**Activity**.
Repeat the records exactly. Leave out the pictures.

**Data under study**.

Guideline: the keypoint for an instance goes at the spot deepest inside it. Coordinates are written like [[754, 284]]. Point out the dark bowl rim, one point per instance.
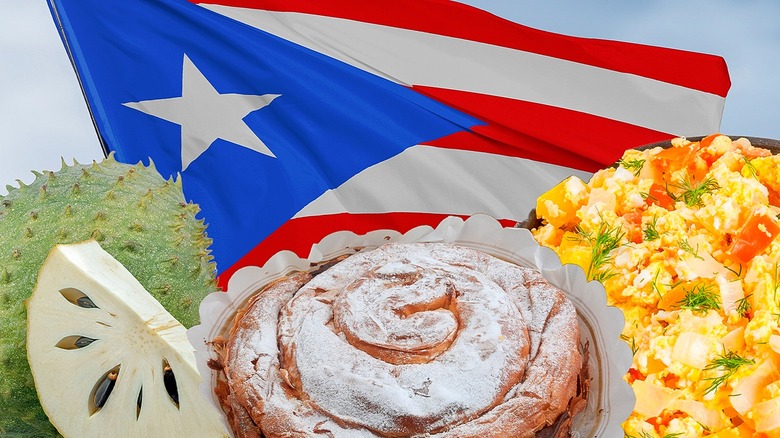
[[762, 142], [773, 145]]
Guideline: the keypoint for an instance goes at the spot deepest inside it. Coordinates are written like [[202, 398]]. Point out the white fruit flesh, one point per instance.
[[132, 331]]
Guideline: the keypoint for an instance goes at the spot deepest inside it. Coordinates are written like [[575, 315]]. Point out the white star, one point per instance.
[[206, 115]]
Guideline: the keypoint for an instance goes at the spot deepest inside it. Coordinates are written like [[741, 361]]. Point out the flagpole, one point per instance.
[[66, 43]]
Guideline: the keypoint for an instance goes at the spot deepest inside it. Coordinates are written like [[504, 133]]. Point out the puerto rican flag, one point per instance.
[[289, 120]]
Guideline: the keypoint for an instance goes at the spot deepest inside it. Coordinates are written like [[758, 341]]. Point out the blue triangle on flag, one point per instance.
[[327, 122]]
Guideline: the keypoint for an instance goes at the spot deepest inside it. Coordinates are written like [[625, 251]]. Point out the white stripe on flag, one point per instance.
[[456, 181], [417, 58]]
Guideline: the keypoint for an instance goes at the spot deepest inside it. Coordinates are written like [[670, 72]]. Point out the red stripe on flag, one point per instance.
[[298, 235], [697, 71], [541, 132]]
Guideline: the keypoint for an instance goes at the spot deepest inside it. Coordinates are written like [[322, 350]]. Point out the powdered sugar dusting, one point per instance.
[[471, 326]]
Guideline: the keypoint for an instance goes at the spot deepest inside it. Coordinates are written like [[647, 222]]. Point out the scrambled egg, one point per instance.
[[684, 240]]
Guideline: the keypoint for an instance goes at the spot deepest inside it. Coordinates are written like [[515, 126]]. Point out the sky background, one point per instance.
[[44, 119]]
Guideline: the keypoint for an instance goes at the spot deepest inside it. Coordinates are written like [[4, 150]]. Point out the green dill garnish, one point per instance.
[[685, 246], [634, 165], [691, 193], [651, 232], [730, 363], [700, 298], [743, 306], [602, 242]]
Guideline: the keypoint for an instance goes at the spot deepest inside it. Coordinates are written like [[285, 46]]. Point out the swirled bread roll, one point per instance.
[[407, 339]]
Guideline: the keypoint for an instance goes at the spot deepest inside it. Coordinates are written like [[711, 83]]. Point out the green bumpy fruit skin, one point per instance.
[[137, 216]]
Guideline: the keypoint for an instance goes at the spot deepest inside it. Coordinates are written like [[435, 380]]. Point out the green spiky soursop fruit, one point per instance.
[[138, 217]]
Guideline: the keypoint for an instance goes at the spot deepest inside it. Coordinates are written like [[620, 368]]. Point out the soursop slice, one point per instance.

**Answer box**.
Guideline: the keypoint for an instance goes at the spot deepest inside it. Coordinates are written like [[754, 284]]. Point out the dark bowl rim, one point per instance.
[[762, 142], [773, 145]]
Guideline: the keypoint for an instance goes at the spot deepest inside it. Coordinates are written like [[202, 398]]. Point out the white fruit flesh, one point per instance.
[[132, 331]]
Guideline: the keypoint for an instance goes at the spot deepest inside it. Coordinates are written like [[575, 315]]. Point out the white star, one point per instance.
[[206, 115]]
Guideline: the keypoint for an instance goes at the spot deepest inside it. Coordinates are written like [[741, 361]]. Point out the flagpole, one point per instance.
[[66, 43]]
Guideline: the keypoint for an instance goes at the spot deepest inside it. Coordinates are written like [[504, 133]]. Point out the puerto rican flag, one point per instance.
[[289, 120]]
Guideline: the keypoint for an instance goes at the spot deepest inside it. Coordinates are written like [[758, 341]]. Point out the blue triangle on flag, one point per instance.
[[327, 122]]
Guideline: the keypoint for an instance goes at the spot deepest inside it. Coordinates are written like [[625, 251]]. Point out the white stripe on flag, one point per instance.
[[456, 181], [417, 58]]
Guideline: the keypoint for an instance goes at the spot deepest inside it. Coordinates are written like [[670, 72]]. Point out the red stripe on flag, one point per instance.
[[298, 235], [697, 71], [541, 132]]
Guideline: the keypoint for an instance goes at the spot deepest inside it. Coordinates are written like [[322, 350]]. Point out the powdered sugar dusting, one point per instance.
[[471, 326]]
Guideline: the keypoint for an instance goes at the spot deepest inside it. Coordinates are written like [[647, 222]]. Point out the scrambled egg, one point per instance.
[[684, 240]]
Guideline: the keypoint for an instance goes at the spot deepest inside it. Coordinates are written like [[515, 126]]. Point out the sky background, one point per instance.
[[44, 119]]
Guideline: the keypoint for an instance goes at the spot deepest inside it. Coordinates are written like [[4, 150]]. Point out the green dill garnish, one point per instance.
[[685, 246], [634, 165], [691, 193], [651, 232], [730, 363], [700, 298], [743, 306], [602, 242]]
Guideline: the keypoint for an instance goes at the spot deepest inside it. Coordinates are written like [[285, 46]]. Point out the swirled bread roll, one point per instance.
[[407, 339]]
Guideline: the keypoint for an instance goes at the spot deepest inside it. Coordinates are written like [[711, 83]]. Point out the green bumpy fruit skin, one point per instance.
[[137, 216]]
Guideline: the keypoint for an instance goes at the spot deepest inside it. Coordinates are written like [[435, 380]]. Point out the green spiky soursop fruit, one point per instance.
[[138, 217]]
Guideline: the keypoint for an instance goes at the spot deepest inside it. Coordinates are written like [[620, 368]]. Point out the soursop slice, one point per instance.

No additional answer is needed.